** START MATERIAL PROVIDED **
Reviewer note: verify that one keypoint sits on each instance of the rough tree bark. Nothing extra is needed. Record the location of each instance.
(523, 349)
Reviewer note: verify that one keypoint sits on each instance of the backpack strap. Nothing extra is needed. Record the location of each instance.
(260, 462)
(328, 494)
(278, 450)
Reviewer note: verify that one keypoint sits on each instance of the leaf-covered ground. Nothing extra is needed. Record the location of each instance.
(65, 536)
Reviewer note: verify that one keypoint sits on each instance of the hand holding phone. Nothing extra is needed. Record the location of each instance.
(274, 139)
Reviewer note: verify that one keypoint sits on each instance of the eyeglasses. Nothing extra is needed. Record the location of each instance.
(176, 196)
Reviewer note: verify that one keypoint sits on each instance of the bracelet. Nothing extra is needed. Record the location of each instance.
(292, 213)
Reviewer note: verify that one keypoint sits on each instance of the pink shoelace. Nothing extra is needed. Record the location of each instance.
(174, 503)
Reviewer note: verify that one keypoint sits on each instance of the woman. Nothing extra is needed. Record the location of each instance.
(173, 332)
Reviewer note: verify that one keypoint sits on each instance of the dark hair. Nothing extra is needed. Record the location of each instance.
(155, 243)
** END MATERIAL PROVIDED **
**EXERCISE AIM**
Every entry above needs to be quoted exactly.

**COMPLETE OUTPUT**
Reviewer note: verify that one keypoint sits on each instance of the rough tree bark. Nothing extra is needed. Record the location of each instance.
(523, 349)
Reviewer note: verify that one keypoint sits on each instance of the backpack strap. Nothing extra is needed. Record the location of each instance.
(260, 462)
(328, 494)
(278, 450)
Reviewer note: verify that one keypoint sits on each instance of the leaf-covered ground. Nothing extra is needed. Record the location of each instance.
(65, 536)
Reviewer note: verify that one keypoint sits on each instance of the hand holding phone. Nothing extra is needed. Record the location of each instance.
(274, 139)
Reviewer note: verify that one keypoint sits on each instance of the eyeglasses. Nothing extra is needed. Record the location of each instance.
(176, 196)
Reviewer note: verify that one keypoint sits on each instance of the bracelet. Nothing extra is needed. Record the location of each instance.
(292, 213)
Reviewer note: verify that one keypoint sits on each instance of the pink shoelace. Nothing extra is needed. Record the location of each instance.
(174, 503)
Reviewer note: verify that one keypoint sits on each instance of the woman. Nothing extra is needed. Record the location of each instance.
(173, 332)
Reviewer note: verify that one keypoint sits on each instance of the dark hair. Nothing extra is needed. Record the location of each instance.
(155, 243)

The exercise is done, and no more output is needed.